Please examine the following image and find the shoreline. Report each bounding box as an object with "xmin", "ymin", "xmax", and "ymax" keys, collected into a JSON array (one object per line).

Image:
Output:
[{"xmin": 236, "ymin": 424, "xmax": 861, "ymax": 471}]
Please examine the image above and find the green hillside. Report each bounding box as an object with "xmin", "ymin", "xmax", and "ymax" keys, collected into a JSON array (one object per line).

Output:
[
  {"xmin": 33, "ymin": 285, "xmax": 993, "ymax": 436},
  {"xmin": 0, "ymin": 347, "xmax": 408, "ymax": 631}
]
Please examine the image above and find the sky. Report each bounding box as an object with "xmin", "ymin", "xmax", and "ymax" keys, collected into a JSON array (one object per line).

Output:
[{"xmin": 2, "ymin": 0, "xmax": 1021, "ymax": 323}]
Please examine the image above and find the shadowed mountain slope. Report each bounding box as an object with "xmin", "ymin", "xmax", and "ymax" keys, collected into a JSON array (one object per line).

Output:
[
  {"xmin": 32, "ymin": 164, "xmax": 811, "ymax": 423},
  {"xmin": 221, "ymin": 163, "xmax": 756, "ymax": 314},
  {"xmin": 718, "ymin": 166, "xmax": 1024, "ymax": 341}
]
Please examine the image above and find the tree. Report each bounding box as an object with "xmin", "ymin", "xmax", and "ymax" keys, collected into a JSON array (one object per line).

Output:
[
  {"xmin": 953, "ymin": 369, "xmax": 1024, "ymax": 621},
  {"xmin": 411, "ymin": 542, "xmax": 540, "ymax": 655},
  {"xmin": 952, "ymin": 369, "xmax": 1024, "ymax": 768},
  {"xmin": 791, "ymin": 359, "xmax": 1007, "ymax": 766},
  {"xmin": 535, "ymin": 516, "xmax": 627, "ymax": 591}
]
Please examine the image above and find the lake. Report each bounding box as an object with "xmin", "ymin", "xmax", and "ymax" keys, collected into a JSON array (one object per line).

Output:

**Prompt:**
Repeat, word for word, the lines from the start of the records to the line that contains "Please examine the image above and find the green", both of them included, and no others.

**Solved problem:**
Please examine the following image and find the shoreline. Report each bounding box as an object with "xmin", "ymin", "xmax", and "ymax" keys, collected into a JSON array (one object per line).

Image:
Output:
[{"xmin": 236, "ymin": 424, "xmax": 861, "ymax": 471}]
Please examine the image above and find the green hillside. Report each bounding box as an object with "xmin", "ymin", "xmax", and "ymax" keys, collected into a JSON array (one object per line).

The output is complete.